-- TO BE DONE --
Could you repeat the listing below word for word, leaving out the pictures?

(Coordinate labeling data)
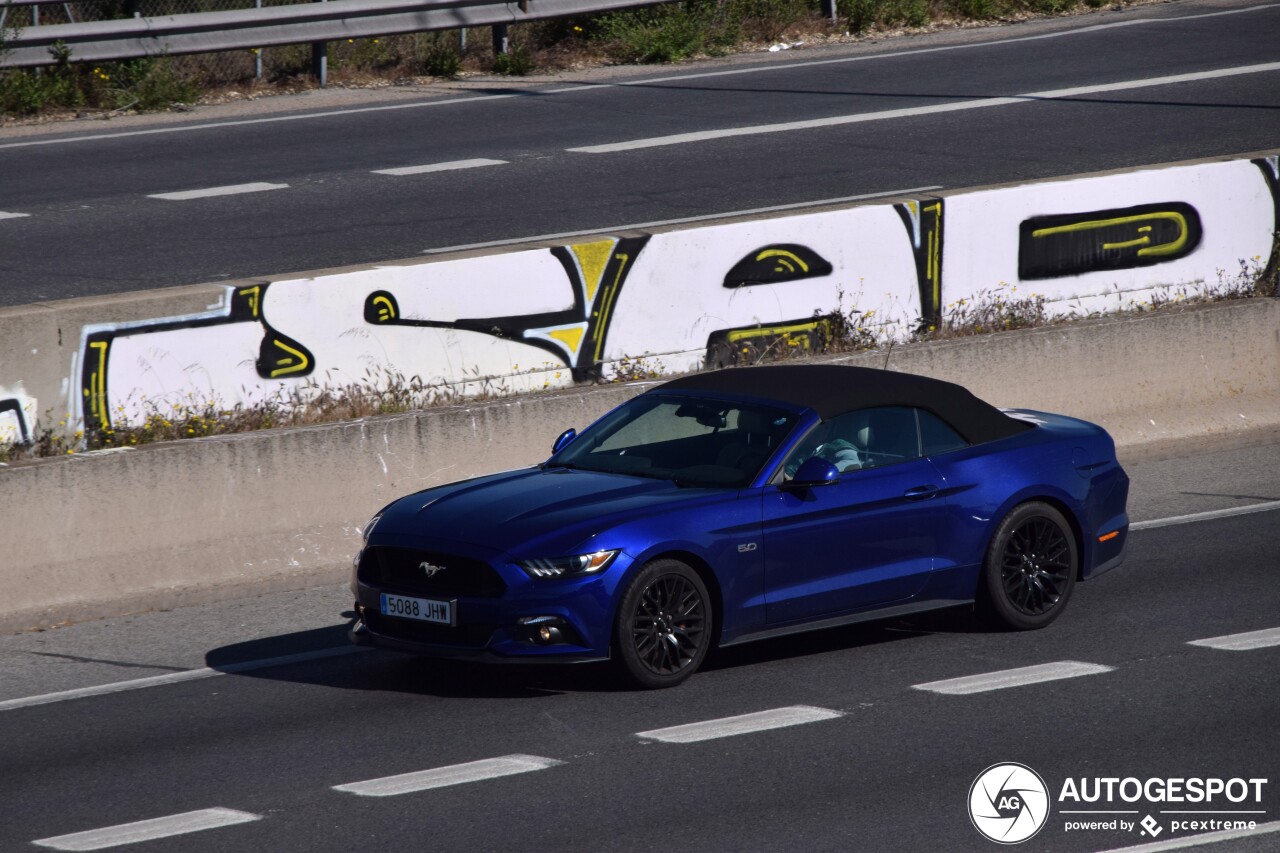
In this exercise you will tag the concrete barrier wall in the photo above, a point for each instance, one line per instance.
(542, 318)
(117, 532)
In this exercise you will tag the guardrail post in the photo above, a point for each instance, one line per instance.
(320, 60)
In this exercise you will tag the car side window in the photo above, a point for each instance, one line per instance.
(936, 434)
(858, 439)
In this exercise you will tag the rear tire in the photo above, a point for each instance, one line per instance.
(1031, 568)
(663, 628)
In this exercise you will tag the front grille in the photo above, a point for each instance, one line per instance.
(407, 569)
(407, 629)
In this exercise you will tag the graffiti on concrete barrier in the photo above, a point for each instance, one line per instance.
(17, 415)
(574, 334)
(1270, 168)
(777, 264)
(1106, 240)
(923, 220)
(708, 295)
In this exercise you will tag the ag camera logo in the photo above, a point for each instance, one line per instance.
(1009, 803)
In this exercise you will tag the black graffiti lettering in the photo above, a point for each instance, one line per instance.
(1106, 240)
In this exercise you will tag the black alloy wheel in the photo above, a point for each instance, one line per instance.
(1031, 568)
(664, 625)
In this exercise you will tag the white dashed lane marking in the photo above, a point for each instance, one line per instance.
(440, 167)
(234, 190)
(1246, 642)
(1197, 840)
(1013, 678)
(177, 678)
(451, 775)
(743, 724)
(149, 830)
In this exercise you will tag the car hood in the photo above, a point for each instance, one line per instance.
(535, 511)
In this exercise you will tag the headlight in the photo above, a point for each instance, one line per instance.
(585, 564)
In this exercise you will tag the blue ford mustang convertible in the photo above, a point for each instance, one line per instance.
(744, 503)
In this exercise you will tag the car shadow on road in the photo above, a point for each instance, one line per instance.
(325, 657)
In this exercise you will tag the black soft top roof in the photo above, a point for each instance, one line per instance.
(832, 389)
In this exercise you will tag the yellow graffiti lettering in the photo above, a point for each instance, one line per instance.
(1171, 247)
(571, 337)
(593, 259)
(96, 392)
(287, 364)
(254, 295)
(385, 309)
(602, 316)
(787, 261)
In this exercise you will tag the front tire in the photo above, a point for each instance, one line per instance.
(1031, 568)
(663, 626)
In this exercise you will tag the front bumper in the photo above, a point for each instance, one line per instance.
(488, 615)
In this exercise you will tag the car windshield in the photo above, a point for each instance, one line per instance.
(691, 441)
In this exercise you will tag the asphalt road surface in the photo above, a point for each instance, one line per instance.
(878, 757)
(104, 208)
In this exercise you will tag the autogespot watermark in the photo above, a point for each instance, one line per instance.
(1010, 803)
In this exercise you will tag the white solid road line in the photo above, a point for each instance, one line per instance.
(727, 214)
(177, 678)
(1205, 516)
(1020, 676)
(451, 775)
(1197, 840)
(440, 167)
(149, 830)
(743, 724)
(1246, 642)
(835, 121)
(234, 190)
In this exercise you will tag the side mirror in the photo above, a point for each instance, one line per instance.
(816, 471)
(565, 439)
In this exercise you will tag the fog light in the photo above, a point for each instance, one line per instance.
(543, 630)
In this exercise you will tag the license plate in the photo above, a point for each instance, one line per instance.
(424, 610)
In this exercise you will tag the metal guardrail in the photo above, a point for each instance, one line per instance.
(250, 28)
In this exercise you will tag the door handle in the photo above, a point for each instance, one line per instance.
(920, 493)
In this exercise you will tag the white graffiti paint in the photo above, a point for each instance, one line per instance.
(17, 415)
(528, 319)
(981, 258)
(675, 297)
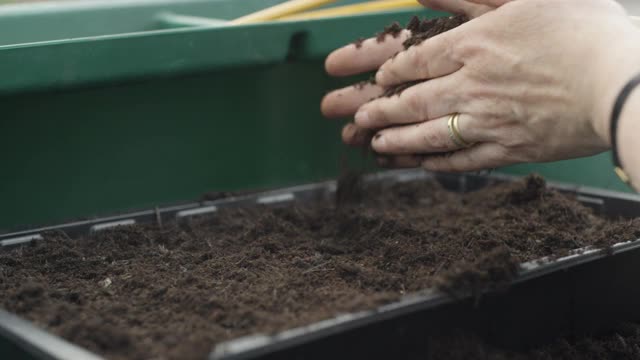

-- THE OUTPUT --
In this exercise you will tag the concrete barrier wall in the photo above, a point for each instance, one line per instance.
(542, 318)
(117, 532)
In this exercise you will tag the guardrail post in the photo above, a point for each instance, one line per instance.
(320, 60)
In this exercise you will tag the car side window in the photo above, a point for each instance, one line per instance.
(936, 434)
(858, 439)
In this exercise you will tag the rear tire in the photo above, a point for each instance, one line per instance.
(1031, 568)
(663, 628)
In this exercise you will tag the front grille in the photo above, a point for each instance, one line per instance.
(407, 569)
(407, 629)
In this exercise you will tag the graffiti on concrete barrier in the photo above, a point for each instance, one line per instance.
(17, 415)
(574, 334)
(1270, 168)
(777, 264)
(1106, 240)
(923, 220)
(708, 295)
In this exercise you will tag the ag camera logo in the photo above, a point for each instance, one line per instance.
(1009, 803)
In this exercise you will tag the black graffiti lettering in the photo above, a point for each instance, one line per instance.
(1106, 240)
In this exercise you will tag the black alloy wheel in the photo above, a point for each instance, one line per instance.
(1031, 568)
(664, 625)
In this exercise you will tag the white dashed lane marking in the photo above, a point for each instance, one line per instance.
(440, 167)
(234, 190)
(1246, 642)
(1197, 840)
(1013, 678)
(177, 678)
(451, 775)
(743, 724)
(149, 830)
In this exercise you will tag the car hood in the photo above, a point for each instance, one line per instance.
(535, 511)
In this exercise you will tag the headlight in the photo above, a point for each instance, one line per instance.
(585, 564)
In this exercise you will tag the blue ford mustang convertible in the photo above, a point for each instance, one line per instance.
(744, 503)
In this exercise you will tag the car shadow on road in the photo above, a point for each instance, one line per instance.
(325, 657)
In this exercise you will tag the black soft top roof in the photo above, a point for each instance, one line per instance.
(832, 389)
In this exercise you will tag the yellow graffiti lettering in the photo above, a point for each instance, one line per instance.
(1171, 247)
(571, 337)
(593, 259)
(96, 392)
(287, 364)
(254, 295)
(385, 309)
(602, 316)
(787, 261)
In this exercise you will tag the front tire in the photo above, a point for each instance, one line per instance.
(1031, 568)
(663, 626)
In this exercise you will tag the front bumper in the photo above, a point for each instance, one line per instance.
(488, 615)
In this exercise you will tag the car windshield in the photo above, a point for each instance, one line per instance.
(691, 441)
In this exercise you will tag the asphalt road surface in the photo above, a point for each instance, one line per instance.
(878, 757)
(104, 208)
In this exercise you will tag the autogespot watermark in the photo above, a point for each instance, one line per instance.
(1010, 803)
In this exercise you will tag the white solid road line in the photo above, a point for each instance, one line per instance.
(727, 214)
(177, 678)
(1205, 516)
(1020, 676)
(451, 775)
(1197, 840)
(440, 167)
(149, 830)
(743, 724)
(1246, 642)
(835, 121)
(234, 190)
In this exercise you will tag the side mirror in the photo above, a point for each instance, one line per instance.
(816, 471)
(565, 439)
In this exercise you will tag the fog light in the photo above, a point for each instance, one line per instance.
(543, 630)
In this exercise you will tag the license plate in the photo above, a point for each instance, one line per instance.
(424, 610)
In this exercise you will tag the metal guardrail in the photo above, a point for each instance, one line per instance.
(250, 28)
In this exercise you will tag the door handle in the photo above, a point for each instance, one line per instance.
(920, 493)
In this exercise you will tag the white graffiti paint in the photo above, a point for each instance, one line per instance.
(17, 415)
(528, 319)
(981, 258)
(675, 297)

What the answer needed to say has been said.